## WHAT YOU ARE ASKED TO DO
For the records below, output each line exactly as it appears, from the first through the line with "positive clicks: (364, 374)".

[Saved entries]
=== Section Start ===
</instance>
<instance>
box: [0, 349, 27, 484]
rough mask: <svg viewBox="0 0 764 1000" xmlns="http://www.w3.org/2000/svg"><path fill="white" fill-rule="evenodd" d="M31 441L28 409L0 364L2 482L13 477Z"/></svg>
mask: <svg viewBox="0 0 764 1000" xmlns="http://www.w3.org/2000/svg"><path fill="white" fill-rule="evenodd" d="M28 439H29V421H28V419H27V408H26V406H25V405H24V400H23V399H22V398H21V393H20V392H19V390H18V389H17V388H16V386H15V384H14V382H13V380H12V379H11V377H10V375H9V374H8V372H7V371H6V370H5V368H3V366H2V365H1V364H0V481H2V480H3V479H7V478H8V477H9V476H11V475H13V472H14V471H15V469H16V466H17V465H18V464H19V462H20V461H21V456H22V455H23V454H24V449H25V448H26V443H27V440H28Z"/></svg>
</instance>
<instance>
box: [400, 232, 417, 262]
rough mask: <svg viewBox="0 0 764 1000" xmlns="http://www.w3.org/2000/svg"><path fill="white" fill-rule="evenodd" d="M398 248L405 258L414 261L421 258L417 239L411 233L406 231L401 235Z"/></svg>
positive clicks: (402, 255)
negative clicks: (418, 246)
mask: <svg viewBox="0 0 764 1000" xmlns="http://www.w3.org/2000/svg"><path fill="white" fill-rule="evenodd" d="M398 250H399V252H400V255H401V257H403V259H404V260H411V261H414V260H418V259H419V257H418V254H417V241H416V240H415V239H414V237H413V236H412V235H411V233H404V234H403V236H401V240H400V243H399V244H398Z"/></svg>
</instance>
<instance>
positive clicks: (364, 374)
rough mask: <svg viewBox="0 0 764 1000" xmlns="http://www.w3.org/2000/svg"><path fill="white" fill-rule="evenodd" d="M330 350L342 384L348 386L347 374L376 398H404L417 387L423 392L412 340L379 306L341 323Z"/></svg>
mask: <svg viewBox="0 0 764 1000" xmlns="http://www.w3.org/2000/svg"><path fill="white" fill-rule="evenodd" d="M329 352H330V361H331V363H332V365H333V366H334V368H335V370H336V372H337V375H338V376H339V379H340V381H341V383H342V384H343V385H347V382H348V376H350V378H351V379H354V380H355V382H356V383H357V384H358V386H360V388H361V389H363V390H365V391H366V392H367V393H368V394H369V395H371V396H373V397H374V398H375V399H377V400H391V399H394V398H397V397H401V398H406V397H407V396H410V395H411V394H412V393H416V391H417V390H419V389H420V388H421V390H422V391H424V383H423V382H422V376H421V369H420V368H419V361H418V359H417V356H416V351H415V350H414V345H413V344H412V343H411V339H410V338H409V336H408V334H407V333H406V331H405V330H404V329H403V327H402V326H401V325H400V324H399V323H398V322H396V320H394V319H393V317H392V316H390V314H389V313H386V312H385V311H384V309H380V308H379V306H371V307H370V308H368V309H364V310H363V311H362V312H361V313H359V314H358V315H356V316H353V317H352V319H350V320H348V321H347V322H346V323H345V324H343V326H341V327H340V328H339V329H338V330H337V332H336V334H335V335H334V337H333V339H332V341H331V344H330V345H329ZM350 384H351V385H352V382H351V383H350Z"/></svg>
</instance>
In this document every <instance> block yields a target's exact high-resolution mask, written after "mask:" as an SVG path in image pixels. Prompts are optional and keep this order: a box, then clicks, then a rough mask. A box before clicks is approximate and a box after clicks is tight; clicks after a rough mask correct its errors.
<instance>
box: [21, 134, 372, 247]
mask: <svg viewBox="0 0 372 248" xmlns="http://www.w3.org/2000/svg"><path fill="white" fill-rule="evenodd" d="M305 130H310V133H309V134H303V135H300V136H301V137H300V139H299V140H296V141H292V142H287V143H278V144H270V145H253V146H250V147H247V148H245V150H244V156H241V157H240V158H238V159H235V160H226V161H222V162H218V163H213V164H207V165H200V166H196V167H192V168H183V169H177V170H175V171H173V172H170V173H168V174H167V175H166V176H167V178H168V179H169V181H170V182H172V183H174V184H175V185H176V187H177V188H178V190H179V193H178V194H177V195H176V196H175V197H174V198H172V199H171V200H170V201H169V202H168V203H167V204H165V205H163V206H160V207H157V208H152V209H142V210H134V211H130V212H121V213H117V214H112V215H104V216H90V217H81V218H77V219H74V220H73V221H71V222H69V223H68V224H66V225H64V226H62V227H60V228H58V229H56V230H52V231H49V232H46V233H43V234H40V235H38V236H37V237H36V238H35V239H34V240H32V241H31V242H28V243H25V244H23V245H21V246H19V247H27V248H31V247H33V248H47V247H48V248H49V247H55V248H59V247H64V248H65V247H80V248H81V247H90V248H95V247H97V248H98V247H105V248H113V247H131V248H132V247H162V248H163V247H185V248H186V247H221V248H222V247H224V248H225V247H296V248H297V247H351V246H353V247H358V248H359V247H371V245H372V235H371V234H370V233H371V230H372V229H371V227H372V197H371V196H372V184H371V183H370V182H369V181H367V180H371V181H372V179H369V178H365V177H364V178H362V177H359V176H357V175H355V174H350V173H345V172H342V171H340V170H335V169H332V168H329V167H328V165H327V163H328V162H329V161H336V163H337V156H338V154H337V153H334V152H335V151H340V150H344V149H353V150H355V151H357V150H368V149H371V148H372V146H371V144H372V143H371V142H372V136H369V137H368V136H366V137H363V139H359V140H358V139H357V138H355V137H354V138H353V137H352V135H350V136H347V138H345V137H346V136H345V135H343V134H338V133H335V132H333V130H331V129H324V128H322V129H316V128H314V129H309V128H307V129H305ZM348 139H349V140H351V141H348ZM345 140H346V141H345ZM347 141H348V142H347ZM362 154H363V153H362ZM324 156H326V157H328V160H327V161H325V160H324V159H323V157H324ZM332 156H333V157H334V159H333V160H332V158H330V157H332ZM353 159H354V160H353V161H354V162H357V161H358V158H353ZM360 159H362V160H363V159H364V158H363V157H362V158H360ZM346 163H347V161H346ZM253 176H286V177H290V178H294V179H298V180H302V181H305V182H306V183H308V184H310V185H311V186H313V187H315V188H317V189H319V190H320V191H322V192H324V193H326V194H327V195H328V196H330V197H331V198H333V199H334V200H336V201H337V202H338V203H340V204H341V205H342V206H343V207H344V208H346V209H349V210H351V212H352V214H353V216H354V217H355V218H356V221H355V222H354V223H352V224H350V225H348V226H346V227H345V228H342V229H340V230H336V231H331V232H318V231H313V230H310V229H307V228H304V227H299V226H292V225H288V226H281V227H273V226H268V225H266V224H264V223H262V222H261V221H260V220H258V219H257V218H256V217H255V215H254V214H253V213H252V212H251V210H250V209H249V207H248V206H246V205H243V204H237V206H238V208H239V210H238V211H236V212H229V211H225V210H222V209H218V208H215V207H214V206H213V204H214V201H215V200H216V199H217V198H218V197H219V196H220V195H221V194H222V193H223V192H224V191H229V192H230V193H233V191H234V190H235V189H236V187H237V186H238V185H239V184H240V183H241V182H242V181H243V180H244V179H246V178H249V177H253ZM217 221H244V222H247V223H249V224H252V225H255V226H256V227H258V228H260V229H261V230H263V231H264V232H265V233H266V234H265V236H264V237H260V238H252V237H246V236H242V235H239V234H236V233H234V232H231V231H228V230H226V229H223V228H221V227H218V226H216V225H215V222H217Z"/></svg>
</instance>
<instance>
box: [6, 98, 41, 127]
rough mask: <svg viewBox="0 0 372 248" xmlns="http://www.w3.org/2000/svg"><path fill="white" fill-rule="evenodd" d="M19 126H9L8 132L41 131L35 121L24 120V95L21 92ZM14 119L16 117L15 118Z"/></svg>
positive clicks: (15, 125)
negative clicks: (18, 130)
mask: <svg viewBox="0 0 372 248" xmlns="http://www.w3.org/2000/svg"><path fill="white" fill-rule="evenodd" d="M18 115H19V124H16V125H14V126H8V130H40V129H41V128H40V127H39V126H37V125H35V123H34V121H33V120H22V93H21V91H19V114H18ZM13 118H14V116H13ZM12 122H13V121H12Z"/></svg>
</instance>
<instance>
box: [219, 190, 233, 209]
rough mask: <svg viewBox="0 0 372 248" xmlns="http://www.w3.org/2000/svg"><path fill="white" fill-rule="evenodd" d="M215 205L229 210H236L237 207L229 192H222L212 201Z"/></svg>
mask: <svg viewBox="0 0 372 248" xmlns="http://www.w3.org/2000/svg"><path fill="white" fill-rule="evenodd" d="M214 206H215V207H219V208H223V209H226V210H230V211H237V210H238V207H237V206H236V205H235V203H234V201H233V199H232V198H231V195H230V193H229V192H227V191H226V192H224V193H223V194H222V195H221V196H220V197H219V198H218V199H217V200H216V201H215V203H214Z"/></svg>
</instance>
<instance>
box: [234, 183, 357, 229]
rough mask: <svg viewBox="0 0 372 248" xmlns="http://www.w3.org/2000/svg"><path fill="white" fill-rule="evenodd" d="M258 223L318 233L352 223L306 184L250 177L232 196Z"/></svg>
=== Section End ===
## RESPONSE AREA
</instance>
<instance>
box: [0, 349, 27, 484]
rough mask: <svg viewBox="0 0 764 1000" xmlns="http://www.w3.org/2000/svg"><path fill="white" fill-rule="evenodd" d="M31 441L28 409L0 364L2 482L13 477Z"/></svg>
mask: <svg viewBox="0 0 764 1000" xmlns="http://www.w3.org/2000/svg"><path fill="white" fill-rule="evenodd" d="M28 439H29V421H28V419H27V408H26V406H25V405H24V400H23V399H22V398H21V393H20V392H19V390H18V389H17V388H16V386H15V384H14V382H13V380H12V379H11V377H10V375H9V374H8V372H7V371H6V370H5V368H3V366H2V365H1V364H0V481H2V480H3V479H7V478H8V477H9V476H11V475H13V472H14V471H15V469H16V466H17V465H18V464H19V462H20V461H21V456H22V455H23V454H24V449H25V448H26V443H27V440H28Z"/></svg>
</instance>
<instance>
box: [400, 232, 417, 262]
rough mask: <svg viewBox="0 0 764 1000" xmlns="http://www.w3.org/2000/svg"><path fill="white" fill-rule="evenodd" d="M398 248L405 258L414 261L421 258L417 239L411 233L406 231L401 235Z"/></svg>
positive clicks: (402, 255)
negative clicks: (418, 246)
mask: <svg viewBox="0 0 764 1000" xmlns="http://www.w3.org/2000/svg"><path fill="white" fill-rule="evenodd" d="M398 250H399V252H400V255H401V257H403V259H404V260H411V261H414V260H418V259H419V257H418V254H417V241H416V240H415V239H414V237H413V236H412V235H411V233H404V234H403V236H401V240H400V243H399V244H398Z"/></svg>
</instance>
<instance>
positive clicks: (364, 374)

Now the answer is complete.